[DESCRIPTION OF THE TASK]
From the data below, please reproduce exactly everything from the line that contains "box: [522, 75, 592, 167]" down to the line that contains "positive clicks: (112, 355)", with both ends included.

[DATA EXTRACTS]
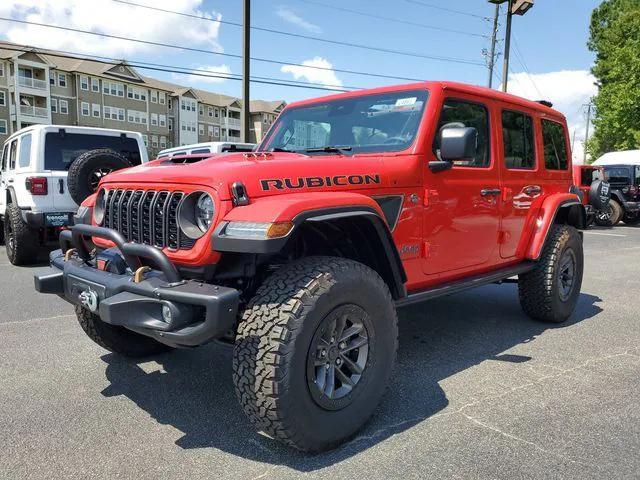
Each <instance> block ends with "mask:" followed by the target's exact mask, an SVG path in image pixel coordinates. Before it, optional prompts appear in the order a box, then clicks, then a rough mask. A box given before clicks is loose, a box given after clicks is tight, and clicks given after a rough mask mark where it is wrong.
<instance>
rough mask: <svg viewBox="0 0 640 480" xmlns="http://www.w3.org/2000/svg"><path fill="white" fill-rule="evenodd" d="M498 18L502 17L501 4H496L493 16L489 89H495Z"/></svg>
mask: <svg viewBox="0 0 640 480" xmlns="http://www.w3.org/2000/svg"><path fill="white" fill-rule="evenodd" d="M498 17H500V4H499V3H497V4H496V13H495V15H494V16H493V30H491V49H490V51H489V88H493V67H494V66H495V64H496V42H497V40H498V38H497V37H498Z"/></svg>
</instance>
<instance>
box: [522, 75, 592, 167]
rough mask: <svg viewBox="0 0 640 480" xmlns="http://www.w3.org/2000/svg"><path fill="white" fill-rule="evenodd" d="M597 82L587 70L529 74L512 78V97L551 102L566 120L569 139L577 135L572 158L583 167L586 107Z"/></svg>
mask: <svg viewBox="0 0 640 480" xmlns="http://www.w3.org/2000/svg"><path fill="white" fill-rule="evenodd" d="M595 81H596V80H595V78H594V76H593V75H591V73H589V71H587V70H563V71H559V72H549V73H536V74H531V75H530V76H529V75H527V74H526V73H512V74H509V93H513V94H515V95H519V96H521V97H525V98H528V99H530V100H549V101H550V102H552V103H553V108H555V109H556V110H559V111H560V112H562V113H563V114H564V115H565V116H566V117H567V124H568V126H569V135H571V136H573V134H574V131H575V138H576V141H575V144H574V148H573V158H574V161H576V162H579V163H582V159H583V154H584V137H585V133H586V113H585V109H584V108H583V105H584V104H587V103H589V101H590V99H591V97H593V96H594V95H595V94H596V93H597V92H598V88H597V87H596V85H595ZM534 84H535V86H537V89H536V88H535V87H534ZM538 90H539V91H538ZM592 131H593V130H592Z"/></svg>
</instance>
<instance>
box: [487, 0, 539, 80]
mask: <svg viewBox="0 0 640 480" xmlns="http://www.w3.org/2000/svg"><path fill="white" fill-rule="evenodd" d="M489 3H495V4H496V5H500V4H502V3H506V4H507V31H506V32H505V39H504V60H503V63H502V91H503V92H506V91H507V82H508V81H509V53H510V50H511V21H512V20H513V16H514V15H521V16H522V15H524V14H525V13H527V12H528V11H529V10H530V9H531V7H533V0H489Z"/></svg>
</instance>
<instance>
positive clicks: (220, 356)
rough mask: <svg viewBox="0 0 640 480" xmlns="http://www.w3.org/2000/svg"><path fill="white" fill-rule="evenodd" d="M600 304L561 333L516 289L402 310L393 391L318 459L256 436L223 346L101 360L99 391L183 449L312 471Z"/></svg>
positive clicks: (112, 355) (444, 403) (596, 308)
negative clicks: (199, 448) (468, 375)
mask: <svg viewBox="0 0 640 480" xmlns="http://www.w3.org/2000/svg"><path fill="white" fill-rule="evenodd" d="M598 302H600V299H599V298H598V297H595V296H593V295H589V294H584V293H583V294H582V295H581V297H580V300H579V303H578V307H577V309H576V312H575V313H574V315H573V316H572V318H571V319H570V320H569V321H568V322H566V323H565V324H563V325H560V326H556V325H548V324H540V323H537V322H534V321H531V320H530V319H528V318H527V317H526V316H525V315H524V314H523V313H522V311H521V309H520V306H519V305H518V301H517V290H516V287H515V286H514V285H512V284H506V285H501V286H498V285H490V286H486V287H481V288H478V289H475V290H473V291H470V292H465V293H463V294H458V295H455V296H451V297H445V298H441V299H437V300H432V301H430V302H426V303H423V304H419V305H414V306H412V307H408V308H406V309H404V310H402V311H401V312H400V342H399V343H400V345H399V352H398V361H397V365H396V370H395V372H396V374H395V376H394V378H393V380H392V382H391V385H390V388H389V393H388V394H387V396H386V397H385V399H384V400H383V402H382V404H381V405H380V407H379V408H378V411H377V413H376V415H375V416H374V417H373V418H372V419H371V420H370V421H369V422H368V424H367V425H366V426H365V428H364V429H363V430H362V431H361V432H360V433H359V434H358V436H356V437H355V439H353V440H351V441H350V442H348V443H346V444H345V445H343V446H342V447H340V448H338V449H336V450H334V451H331V452H328V453H323V454H317V455H306V454H303V453H300V452H296V451H293V450H291V449H289V448H287V447H284V446H281V445H280V444H279V443H277V442H275V441H273V440H271V439H269V438H267V437H265V436H263V435H259V434H257V433H256V432H255V431H254V430H253V428H252V426H251V425H250V424H249V422H248V421H247V420H246V418H245V417H244V414H243V412H242V410H241V408H240V406H239V404H238V402H237V401H236V398H235V394H234V390H233V385H232V381H231V348H230V347H227V346H223V345H217V344H212V345H208V346H205V347H201V348H198V349H195V350H178V351H175V352H171V353H169V354H165V355H161V356H157V357H154V358H153V359H152V360H154V362H149V361H147V363H145V362H137V363H136V362H133V361H128V360H125V359H123V358H121V357H118V356H116V355H113V354H107V355H104V356H103V357H102V359H103V360H104V362H105V363H106V377H107V379H108V381H109V382H110V385H109V386H108V387H107V388H106V389H105V390H104V391H103V392H102V393H103V395H105V396H107V397H110V396H116V395H125V396H126V397H128V398H129V399H130V400H132V401H133V402H135V403H136V404H137V405H138V406H139V407H140V408H142V409H143V410H145V411H146V412H147V413H149V415H151V417H152V418H154V419H155V420H157V421H158V422H159V423H161V424H168V425H172V426H173V427H175V428H177V429H178V430H180V431H181V432H183V433H184V436H183V437H181V438H180V439H179V440H178V441H177V442H176V444H177V445H179V446H180V447H182V448H185V449H191V448H216V449H219V450H222V451H224V452H227V453H231V454H234V455H238V456H241V457H244V458H248V459H251V460H255V461H260V462H265V463H268V464H273V465H285V466H288V467H290V468H293V469H296V470H298V471H303V472H304V471H314V470H317V469H320V468H324V467H327V466H329V465H333V464H335V463H339V462H341V461H342V460H344V459H346V458H349V457H351V456H353V455H355V454H357V453H359V452H361V451H364V450H366V449H368V448H370V447H372V446H373V445H376V444H378V443H380V442H383V441H384V440H385V439H387V438H389V437H390V436H392V435H394V434H396V433H399V432H401V431H404V430H407V429H410V428H411V427H413V426H414V425H416V424H418V423H420V422H422V421H423V420H426V419H428V418H429V417H431V416H432V415H434V414H436V413H437V412H439V411H441V410H442V409H444V408H445V407H446V406H447V405H448V403H449V402H448V400H447V397H446V395H445V393H444V391H443V390H442V388H441V387H440V386H439V384H438V382H440V381H442V380H444V379H446V378H448V377H450V376H452V375H454V374H456V373H458V372H461V371H463V370H465V369H468V368H470V367H472V366H474V365H477V364H478V363H480V362H482V361H484V360H488V359H494V360H500V361H508V362H515V363H522V362H526V361H529V360H531V359H530V358H529V357H526V356H520V355H513V354H511V355H509V354H504V353H503V352H505V351H506V350H508V349H510V348H512V347H514V346H516V345H519V344H522V343H525V342H530V341H532V340H533V339H535V338H536V336H538V335H540V334H541V333H543V332H544V331H545V330H546V329H549V328H570V327H571V326H572V325H575V324H577V323H579V322H581V321H584V320H586V319H589V318H592V317H594V316H596V315H597V314H599V313H600V312H601V311H602V309H601V308H600V307H598V306H597V305H596V303H598ZM155 362H157V364H156V363H155ZM149 365H153V367H151V368H150V367H149ZM158 365H159V366H158ZM149 370H152V371H149Z"/></svg>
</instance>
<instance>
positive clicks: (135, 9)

[RESPONSE]
box: [522, 75, 592, 167]
rough mask: <svg viewBox="0 0 640 480" xmlns="http://www.w3.org/2000/svg"><path fill="white" fill-rule="evenodd" d="M597 82L587 70L529 74L512 78V97L551 102L566 120L569 139L577 135L572 158L583 167L586 107Z"/></svg>
mask: <svg viewBox="0 0 640 480" xmlns="http://www.w3.org/2000/svg"><path fill="white" fill-rule="evenodd" d="M595 81H596V80H595V78H594V76H593V75H591V73H589V71H587V70H563V71H559V72H549V73H536V74H531V75H530V76H529V75H527V74H526V73H512V74H509V93H513V94H515V95H519V96H521V97H525V98H528V99H530V100H549V101H550V102H552V103H553V108H555V109H556V110H559V111H560V112H562V113H563V114H564V115H565V116H566V117H567V124H568V126H569V135H571V136H573V134H574V131H575V138H576V141H575V144H574V148H573V158H574V161H576V162H579V163H582V159H583V154H584V137H585V133H586V113H585V109H584V108H583V105H584V104H587V103H589V101H590V99H591V97H593V96H594V95H595V94H596V93H597V92H598V88H597V87H596V85H595ZM534 84H535V86H537V89H536V88H535V87H534ZM538 90H539V91H538ZM592 131H593V130H592Z"/></svg>
</instance>
<instance>
box: [487, 0, 539, 80]
mask: <svg viewBox="0 0 640 480" xmlns="http://www.w3.org/2000/svg"><path fill="white" fill-rule="evenodd" d="M489 3H495V4H496V5H500V4H502V3H506V4H507V31H506V32H505V39H504V60H503V63H502V91H503V92H506V91H507V82H508V81H509V53H510V50H511V21H512V20H513V16H514V15H521V16H522V15H524V14H525V13H527V12H528V11H529V10H530V9H531V7H533V0H489Z"/></svg>
</instance>
<instance>
positive clicks: (220, 356)
rough mask: <svg viewBox="0 0 640 480" xmlns="http://www.w3.org/2000/svg"><path fill="white" fill-rule="evenodd" d="M600 304L561 333L516 289L402 310L393 391L318 459L256 436L223 346L101 360L99 391L183 449L312 471Z"/></svg>
positive clicks: (112, 355) (444, 403) (596, 308)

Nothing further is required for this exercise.